## Supplied passage
Start of Block

Like most of us, from the moment Andrea Myers was born, her parents had certain expectations for her. They expected her to grow up with morals, decency and kindness, strength and smarts. They hoped she’d be productive, happy and live a long life. Dad might have dreamed she’d take over the family business. Mom might have wanted to teach her to ride a bike or a horse. They saw great promise in her future.

But as Myers shows in her memoir The Choosing, they had a few surprises in store.

Born in Queens and raised in Long Island, little Andrea loved to ask questions. No answer was ever thorough enough, and certain things were never discussed. Controversy was forbidden, topics of religion and sexuality among them.

Myers’ mother was a Sicilian Catholic who had been “insulted” by the church and, as a result, Myers and herbooks-1 siblings were raised in their father’s Lutheran faith. Theirs was a unique and boisterous family: Myers’ devout grandmother lived upstairs and fiercely loved her granddaughter; Myers’ mother steadfastly stuck up for her children, no matter what; and Myers’ father had a dubious flair for fashion.

With her inquisitive mind, there was no question about college but when it came time for Myers to apply, she felt as if there was little choice. Her boyfriend said that if she chose a local college, they might as well “talk marriage.” But what he didn’t know was that Myers had been dating girls, secretly, for several years.

End of Block

## What the task requires
In the piece about Andrea Myers's memoir, which faith were Myers and her siblings raised in?

## Data provided
Start of Block

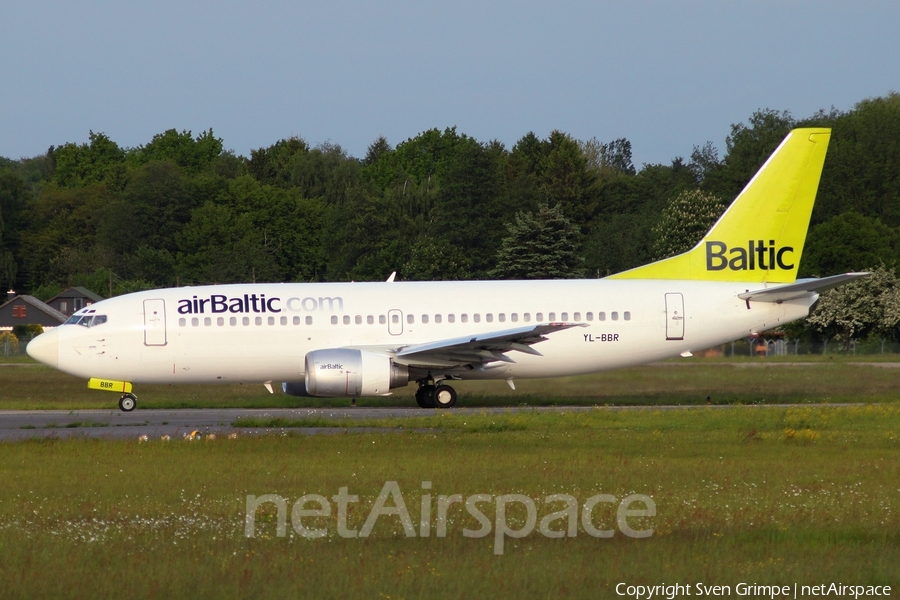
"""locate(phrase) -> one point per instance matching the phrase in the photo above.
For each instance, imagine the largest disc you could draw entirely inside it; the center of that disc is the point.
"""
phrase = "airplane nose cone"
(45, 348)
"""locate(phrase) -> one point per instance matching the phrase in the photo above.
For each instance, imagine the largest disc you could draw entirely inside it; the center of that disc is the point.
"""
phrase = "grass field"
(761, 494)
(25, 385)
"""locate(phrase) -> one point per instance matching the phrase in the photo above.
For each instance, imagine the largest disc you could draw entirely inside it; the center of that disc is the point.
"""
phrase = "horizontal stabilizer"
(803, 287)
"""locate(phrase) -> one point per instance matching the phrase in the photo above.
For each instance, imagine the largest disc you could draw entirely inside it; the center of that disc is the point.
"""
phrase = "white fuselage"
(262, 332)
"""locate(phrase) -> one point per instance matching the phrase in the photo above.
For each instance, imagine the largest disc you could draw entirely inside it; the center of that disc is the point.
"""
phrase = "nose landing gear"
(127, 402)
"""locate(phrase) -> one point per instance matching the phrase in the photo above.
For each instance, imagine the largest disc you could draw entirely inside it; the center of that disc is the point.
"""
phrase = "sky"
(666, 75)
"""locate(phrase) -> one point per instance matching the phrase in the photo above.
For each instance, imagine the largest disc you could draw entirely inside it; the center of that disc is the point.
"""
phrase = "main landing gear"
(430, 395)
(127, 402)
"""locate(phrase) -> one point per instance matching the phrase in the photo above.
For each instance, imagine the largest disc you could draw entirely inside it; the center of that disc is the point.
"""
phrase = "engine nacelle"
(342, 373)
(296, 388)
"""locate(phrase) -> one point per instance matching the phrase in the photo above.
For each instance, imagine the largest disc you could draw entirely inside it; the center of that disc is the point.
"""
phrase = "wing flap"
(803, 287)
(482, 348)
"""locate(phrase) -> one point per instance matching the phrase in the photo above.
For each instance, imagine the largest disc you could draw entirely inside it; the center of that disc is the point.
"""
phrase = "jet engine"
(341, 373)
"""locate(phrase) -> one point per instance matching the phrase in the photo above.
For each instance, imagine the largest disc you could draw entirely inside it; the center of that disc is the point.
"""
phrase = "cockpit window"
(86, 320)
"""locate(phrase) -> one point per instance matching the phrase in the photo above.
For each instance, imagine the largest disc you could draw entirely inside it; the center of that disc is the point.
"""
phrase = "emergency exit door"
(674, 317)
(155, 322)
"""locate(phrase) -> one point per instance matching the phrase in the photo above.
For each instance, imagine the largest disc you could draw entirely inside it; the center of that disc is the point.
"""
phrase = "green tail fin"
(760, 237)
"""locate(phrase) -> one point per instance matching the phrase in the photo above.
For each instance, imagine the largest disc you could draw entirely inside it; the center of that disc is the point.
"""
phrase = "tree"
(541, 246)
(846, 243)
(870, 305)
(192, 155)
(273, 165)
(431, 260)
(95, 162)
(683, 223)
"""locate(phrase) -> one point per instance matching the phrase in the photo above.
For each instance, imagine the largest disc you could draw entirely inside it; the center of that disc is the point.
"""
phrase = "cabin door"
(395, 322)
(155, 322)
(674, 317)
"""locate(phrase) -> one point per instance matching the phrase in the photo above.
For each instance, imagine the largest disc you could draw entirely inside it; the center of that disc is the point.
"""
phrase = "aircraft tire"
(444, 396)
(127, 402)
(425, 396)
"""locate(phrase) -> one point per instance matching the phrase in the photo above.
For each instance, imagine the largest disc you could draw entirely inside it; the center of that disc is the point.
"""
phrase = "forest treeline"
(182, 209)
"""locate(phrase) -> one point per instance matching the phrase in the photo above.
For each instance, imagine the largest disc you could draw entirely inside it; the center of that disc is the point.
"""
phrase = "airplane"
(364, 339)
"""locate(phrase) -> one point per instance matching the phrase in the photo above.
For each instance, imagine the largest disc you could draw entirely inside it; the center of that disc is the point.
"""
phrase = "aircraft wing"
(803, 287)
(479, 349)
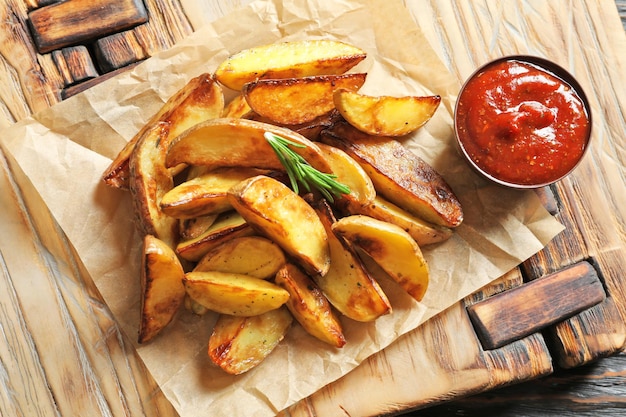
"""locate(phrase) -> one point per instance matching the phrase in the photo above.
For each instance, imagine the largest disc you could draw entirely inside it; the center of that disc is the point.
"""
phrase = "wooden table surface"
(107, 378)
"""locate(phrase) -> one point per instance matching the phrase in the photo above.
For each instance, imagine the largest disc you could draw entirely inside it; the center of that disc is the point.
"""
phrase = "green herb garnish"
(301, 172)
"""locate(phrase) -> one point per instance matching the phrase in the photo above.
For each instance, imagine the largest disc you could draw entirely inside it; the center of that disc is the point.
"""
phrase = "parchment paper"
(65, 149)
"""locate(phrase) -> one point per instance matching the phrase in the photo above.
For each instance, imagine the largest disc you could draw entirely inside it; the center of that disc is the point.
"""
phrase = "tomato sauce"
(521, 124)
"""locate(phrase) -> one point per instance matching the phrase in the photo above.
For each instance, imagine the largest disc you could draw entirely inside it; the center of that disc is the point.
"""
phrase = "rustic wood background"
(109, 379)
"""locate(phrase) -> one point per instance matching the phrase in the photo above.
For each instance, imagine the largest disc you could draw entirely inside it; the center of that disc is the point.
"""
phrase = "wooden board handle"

End of Block

## Solved problem
Their father's Lutheran faith.